=== EXTRAIT DU DOCUMENT ===
Cette période riche en ultramarathons aurait aussi dû trouver une bonne place dans son deuxième livre. L’auteur d’Ultra-ordinaire : journal d’un coureur, paru en 2016 aux Éditions de l’Homme, compte maintenant sur son périple Percé-Montréal pour faire le plein d’anecdotes et de photos.

PHOTO FOURNIE PAR JOAN ROCH

Foulée après foulée, il s’attend à vivre une aventure marquante. « Quand j’ai fini mon premier 100 milles en 2013, ç’avait été un tournant dans ma “carrière” de coureur. Ça m’avait transformé de savoir que je pouvais franchir cette distance dans des conditions épouvantables. Je m’attends maintenant à ne pas être la même personne entre le début et la fin de la course tellement je vais vivre des hauts et des bas spectaculaires. Sans oublier toutes les rencontres que je vais faire », indique celui qui a couru entre Québec et Montréal en septembre 2015.

=== DONNÉES ENREGISTRÉES ===
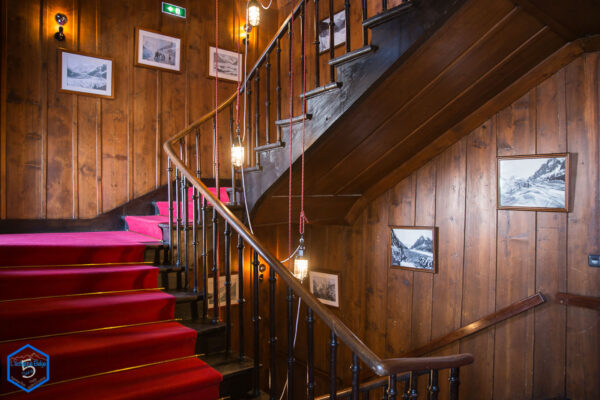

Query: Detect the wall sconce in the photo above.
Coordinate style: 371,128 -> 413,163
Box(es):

=== EXERCICE ÉCRIT 1 ===
Dans l'extrait sur le coureur d'ultramarathon, pourquoi celui-ci pense-t-il ne plus être la même personne entre le début et la fin de la course ? Répondez en une à trois phrases.
=== EXERCICE ÉCRIT 2 ===
Veuillez donner la suite de l'extrait sur le coureur d'ultramarathon à partir de sa dernière phrase.
Le matériel fourni n'est pas nécessaire ici.

=== RÉPONSE ÉCRITE 1 ===
Il s'attend à vivre des hauts et des bas si spectaculaires pendant la course qu'il ne sera plus la même personne à l'arrivée.

=== RÉPONSE ÉCRITE 2 ===
J’ai vraiment hâte parce ce que ça va être une belle aventure, mais en même temps, je me demande dans quoi je me suis embarqué.

Joan Roch

« Normalement, je suis parfaitement entraîné pour ce genre de défi là, mais je n’ai jamais couru à ce point. Il y a forcément une part d’inconnu, mais c’est aussi ce que je cherchais. Je ne voulais pas répéter ce que j’avais déjà fait. »

Pour rapprocher les deux villes, il a pensé à une idée sortie tout droit de l’Antiquité : apporter à Valérie Plante un message que lui a transmis la mairesse de Percé, Cathy Poirier. « J’ai prévenu dès le début que je ne rapporterais pas la réponse à Percé ! »

Ce sera plutôt le temps de retrouver son bout du Saint-Laurent, qu’il n’a pas fini de longer, d’admirer et de traverser.